Referring expression data:

Content starts

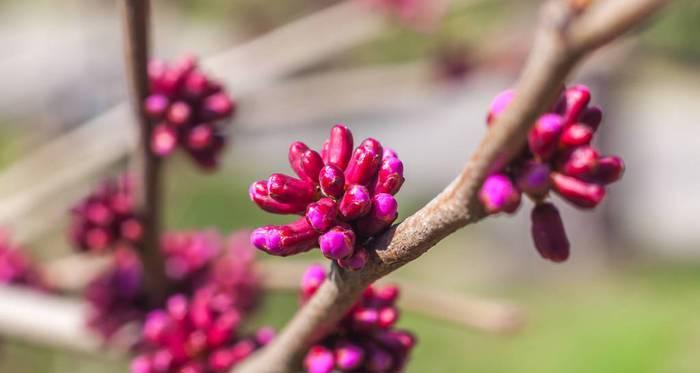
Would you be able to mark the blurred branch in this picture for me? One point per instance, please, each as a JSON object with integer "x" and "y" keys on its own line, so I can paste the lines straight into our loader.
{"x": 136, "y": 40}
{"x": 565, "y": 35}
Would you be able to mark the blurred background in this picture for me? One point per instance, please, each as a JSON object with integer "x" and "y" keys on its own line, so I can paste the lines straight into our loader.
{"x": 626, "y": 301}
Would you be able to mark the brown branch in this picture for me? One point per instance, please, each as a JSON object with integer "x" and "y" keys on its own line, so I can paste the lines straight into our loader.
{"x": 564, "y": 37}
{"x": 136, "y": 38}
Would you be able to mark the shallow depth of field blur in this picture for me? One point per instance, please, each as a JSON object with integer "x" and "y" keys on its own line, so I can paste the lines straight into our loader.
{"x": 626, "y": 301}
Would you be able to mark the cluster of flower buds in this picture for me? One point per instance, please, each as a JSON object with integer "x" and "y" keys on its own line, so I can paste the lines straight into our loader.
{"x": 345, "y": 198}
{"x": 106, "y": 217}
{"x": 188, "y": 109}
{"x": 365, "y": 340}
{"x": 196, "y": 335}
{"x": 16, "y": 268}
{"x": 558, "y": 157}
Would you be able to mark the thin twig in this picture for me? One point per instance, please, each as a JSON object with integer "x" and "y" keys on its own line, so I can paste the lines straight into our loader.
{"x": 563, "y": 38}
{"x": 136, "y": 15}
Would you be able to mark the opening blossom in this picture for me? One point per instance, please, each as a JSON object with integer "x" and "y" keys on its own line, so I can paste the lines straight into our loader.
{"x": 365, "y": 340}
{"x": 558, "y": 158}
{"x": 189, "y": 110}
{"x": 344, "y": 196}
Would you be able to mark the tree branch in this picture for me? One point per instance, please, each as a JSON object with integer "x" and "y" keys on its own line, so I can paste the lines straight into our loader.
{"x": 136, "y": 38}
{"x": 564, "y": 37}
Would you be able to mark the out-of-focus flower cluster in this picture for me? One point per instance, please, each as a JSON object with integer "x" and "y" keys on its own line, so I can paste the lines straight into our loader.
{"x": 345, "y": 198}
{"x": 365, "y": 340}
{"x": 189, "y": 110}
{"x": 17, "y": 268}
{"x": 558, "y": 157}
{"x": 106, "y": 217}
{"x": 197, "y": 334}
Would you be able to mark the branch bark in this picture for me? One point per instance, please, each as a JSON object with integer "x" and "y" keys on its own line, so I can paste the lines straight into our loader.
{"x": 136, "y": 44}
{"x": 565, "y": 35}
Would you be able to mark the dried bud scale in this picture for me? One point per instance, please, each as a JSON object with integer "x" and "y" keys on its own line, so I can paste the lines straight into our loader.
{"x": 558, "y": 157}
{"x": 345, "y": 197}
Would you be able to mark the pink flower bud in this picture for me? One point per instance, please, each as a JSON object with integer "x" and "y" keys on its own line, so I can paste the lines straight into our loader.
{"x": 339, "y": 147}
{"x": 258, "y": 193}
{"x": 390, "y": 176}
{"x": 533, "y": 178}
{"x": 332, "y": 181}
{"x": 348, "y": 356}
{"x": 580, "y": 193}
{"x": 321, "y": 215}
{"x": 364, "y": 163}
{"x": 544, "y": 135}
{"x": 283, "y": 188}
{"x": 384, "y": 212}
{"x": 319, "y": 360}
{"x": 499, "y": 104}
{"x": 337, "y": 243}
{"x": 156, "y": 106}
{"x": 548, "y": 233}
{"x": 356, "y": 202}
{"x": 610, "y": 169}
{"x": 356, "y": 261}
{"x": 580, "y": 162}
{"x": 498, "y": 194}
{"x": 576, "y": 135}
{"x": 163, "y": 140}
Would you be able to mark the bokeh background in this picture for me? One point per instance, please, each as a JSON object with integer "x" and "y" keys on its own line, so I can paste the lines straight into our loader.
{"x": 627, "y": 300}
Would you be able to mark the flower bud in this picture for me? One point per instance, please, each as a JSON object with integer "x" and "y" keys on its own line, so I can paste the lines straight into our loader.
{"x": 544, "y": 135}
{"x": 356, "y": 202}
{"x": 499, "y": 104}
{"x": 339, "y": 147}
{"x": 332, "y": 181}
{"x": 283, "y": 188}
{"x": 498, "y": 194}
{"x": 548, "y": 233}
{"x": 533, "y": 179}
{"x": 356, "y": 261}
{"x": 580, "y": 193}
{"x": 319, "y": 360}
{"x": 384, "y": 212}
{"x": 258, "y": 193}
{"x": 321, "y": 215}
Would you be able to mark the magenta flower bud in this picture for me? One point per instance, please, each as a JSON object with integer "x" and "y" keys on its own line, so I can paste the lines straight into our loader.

Content ends

Copy each line of the records above without change, but do not include any picture.

» **EXERCISE SOLUTION**:
Would you be able to mark the blurred branch in this picture for me? One point per instance, please, each as a JSON object with integer "x" and "y" keys on its own line, so I can paste the lines straight into our loader.
{"x": 136, "y": 40}
{"x": 565, "y": 35}
Would you be able to mark the blurred background in this picture for me? One point per instance, please, each as a JSON object with integer "x" and "y" keys on its own line, so I can paste the lines straight into our loader.
{"x": 626, "y": 301}
Would you be able to mark the brown branch in this picture for me? One point per instance, please, each as a JSON object with integer "x" and "y" keys on its own line, so I can paste the lines straight into our loader.
{"x": 564, "y": 37}
{"x": 136, "y": 38}
Would you be able to mark the shallow depth of field blur in this picture for me? One point per instance, please, each as a JSON object with integer "x" and "y" keys on its own line, so I can paste the lines straight into our loader.
{"x": 626, "y": 301}
Would you be able to mark the cluster of flower buds in this picture for me? One point per instance, please, each as a JSON object with integer "x" and "y" keys on its own line, so I can paste the lines straight into our loader.
{"x": 345, "y": 198}
{"x": 106, "y": 217}
{"x": 188, "y": 109}
{"x": 365, "y": 340}
{"x": 196, "y": 335}
{"x": 16, "y": 268}
{"x": 558, "y": 157}
Would you be able to mark the thin twig in this picture for me? One point per instance, please, each as a JSON object with integer "x" and "y" keys on its own line, so I can paste the lines straight into our loader.
{"x": 563, "y": 38}
{"x": 136, "y": 15}
Would you be able to mark the opening blossom in this picture for me? One point per instance, please, each as a JSON object with integer "x" and "y" keys on its own line, so I can paste the lines straight into our loader.
{"x": 365, "y": 340}
{"x": 558, "y": 158}
{"x": 189, "y": 110}
{"x": 344, "y": 196}
Would you be able to mark the tree branch in this picture for me? One point per instance, please, each as a JSON object with integer "x" and "y" keys on its own line, so I can paste the lines straight into our loader.
{"x": 136, "y": 38}
{"x": 564, "y": 37}
Would you be able to mark the out-of-focus flower cluster in this picture for me? One point per instance, please, each as a JSON object with integer "x" and "y" keys on its own line, so I can paste the lines straight into our loader.
{"x": 345, "y": 198}
{"x": 365, "y": 340}
{"x": 189, "y": 110}
{"x": 17, "y": 268}
{"x": 558, "y": 157}
{"x": 106, "y": 217}
{"x": 197, "y": 334}
Would you be able to mark the branch bark in this picture for me? One point per instance, please, each as a JSON object with integer "x" and "y" keys on its own line, so I can paste the lines straight into our loader.
{"x": 136, "y": 44}
{"x": 565, "y": 35}
Would you be able to mark the dried bud scale in this picture for me? One point per instance, please, each as a JSON object with integer "x" and "y" keys on its own line, so I can paste the lines straight into our loader.
{"x": 558, "y": 157}
{"x": 345, "y": 197}
Would you be able to mark the pink flower bud in this picture for me? One point per instance, please, each as a JSON object with integer "x" and "y" keys on its own line, so I can paste the lines straight into our loader.
{"x": 339, "y": 147}
{"x": 258, "y": 193}
{"x": 390, "y": 176}
{"x": 533, "y": 178}
{"x": 332, "y": 181}
{"x": 348, "y": 356}
{"x": 580, "y": 193}
{"x": 321, "y": 215}
{"x": 364, "y": 163}
{"x": 544, "y": 135}
{"x": 283, "y": 188}
{"x": 384, "y": 212}
{"x": 319, "y": 360}
{"x": 499, "y": 104}
{"x": 337, "y": 243}
{"x": 156, "y": 106}
{"x": 548, "y": 233}
{"x": 356, "y": 202}
{"x": 610, "y": 169}
{"x": 356, "y": 261}
{"x": 580, "y": 162}
{"x": 498, "y": 194}
{"x": 576, "y": 135}
{"x": 163, "y": 140}
Would you be able to mark the bokeh background in this picture for me? One point per instance, please, each as a JSON object with integer "x" and "y" keys on its own line, so I can paste the lines straight into our loader.
{"x": 627, "y": 300}
Would you be able to mark the flower bud in this picture for me? One point per instance, please, each as a JSON object with integer "x" and "y" keys on its own line, so I can paste the lines straight into our loader.
{"x": 544, "y": 135}
{"x": 356, "y": 202}
{"x": 499, "y": 104}
{"x": 339, "y": 147}
{"x": 332, "y": 181}
{"x": 283, "y": 188}
{"x": 498, "y": 194}
{"x": 548, "y": 233}
{"x": 533, "y": 179}
{"x": 356, "y": 261}
{"x": 580, "y": 193}
{"x": 319, "y": 360}
{"x": 384, "y": 212}
{"x": 258, "y": 193}
{"x": 321, "y": 215}
Would you be able to mark the magenta flower bud in this picture for me? One point per instance, please, each as a JSON object with integer "x" and "y" keys on its own line, so I can paste the lines straight into our loader.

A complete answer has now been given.